▶ **Page excerpt**
5 September - Gate crashing City Airport
One of the possibly throw away lines by Tim Hulley, City Airport’s Director of Infrastructure and Planning, at
the meeting last Tuesday in Belvedere
was that any “stakeholder” could go to their quarterly
consultative meetings. I’ve never been sure what defines a stakeholder but I do
know that Bexley Council’s delegated airport stakeholder is Councillor James
Hunt. I also know that James has been in trouble with his Labour colleagues for
not attending any of the meetings and I have heard his excuses.
I looked up when the next meeting was to be held and discovered it was to be
this afternoon in Newham’s swanky new headquarters overlooking the airport
runway. I was due in East Ham anyway so escaped early presenting myself at the
reception desk as a stakeholder for Thamesmead. The airport PR people welcomed
me with open arms. Nobody had represented Thamesmead before. (It was only a small fib.)
Ten minutes later Councillor James Hunt rolled up having taken a half day off
work. We sat together to see if we would learn anything. The presentation was a
slightly extended version of what was shown in Belvedere two days earlier so I
didn’t learn a lot that was new. James who had mugged up on the Airport
Master Plan on-line was probably the same.
It soon became apparent that the failure to invite James to previous meetings
was not special treatment meted out to him. Three Councillors from other
boroughs made the same complaint.
So what was new compared to Tuesday?
Despite passenger numbers being up by 42% in the past five years aircraft
movements are down. I learned that the overnight flight curfew caused massive
inconvenience to delayed passengers who are diverted to Stansted etc. all over a
couple of minutes lateness with the knock on effect of the aircraft not being available
for an early morning departure. The word flexibility was mentioned but without any
intention to change the basic opening hours.
There was confirmation that a new generation of aircraft, some are already
operating from London City, will be noticeably quieter on take off but not a
great deal better on the landing approach. The diagram below indicates the old
(blue) and new (orange) the ground level noise at two decibel levels.
The bad news is that it will be 15 years before the quieter aircraft become 75% of the total.
(The current new planes are operated by Swiss Air, the ones with the big red
cross on the tail fin.)

▶ **Dataset extract**

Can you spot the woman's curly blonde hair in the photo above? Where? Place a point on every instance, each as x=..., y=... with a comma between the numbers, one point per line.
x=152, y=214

▶ **Directives**
A - Answer these questions from the post about City Airport's consultative meeting, one per line:
(i) Who is Bexley Council's delegated airport stakeholder?
(ii) By what percentage have passenger numbers risen over the past five years?
(iii) How many years will pass before the quieter aircraft make up 75% of the total?
B - Using the City Airport post, explain in one to three sentences why the overnight flight curfew causes trouble for delayed passengers and the airport.
C - Extend the City Airport post beyond its final sentence.

▶ **Responses to the exercise**
A -
(i) Councillor James Hunt.
(ii) 42%.
(iii) 15 years.

B - Passengers on flights running only a couple of minutes late are diverted to airports such as Stansted, which causes them massive inconvenience. As a knock-on effect, the aircraft is then not available for an early morning departure.

C -
To the surprise of many it was said that the old propeller driven aircraft
were noisier on landing than any of the current jets but quieter on take off
however the fact remains that with more aircraft movements the gaps between them
will be shorter; speaking of which between 3 p.m. and 5 p.m. I noted only two
landings but from 5 p.m. to 6 planes were taking off very frequently.
The airport people were at pains to say that their Master Plan was only their
forecasts and initial ideas and that they had made up their minds on nothing.
It has no statutory force. There was widespread cynicism.
A Councillor from Lewisham had a big bee in her bonnet about climate change and
so didn’t really want anyone to fly at all. She got very close to calling the
airport management liars. Someone from a group called Stop City Airport went
further and said they were all “duplicitous”.
A Greenwich Councillor read a question from a sheet of A4 and freely
admitted she didn’t have any idea what the question meant. Presumably she didn’t
understand the answer either.
There were at least five of us who were no more than resident busybodies some a
lot more knowledgeable than others. A lady who lived at the eastern end of the
runway seemed to be reasonably content with her lot whilst others from as far
away as Lewisham and Lambeth were not.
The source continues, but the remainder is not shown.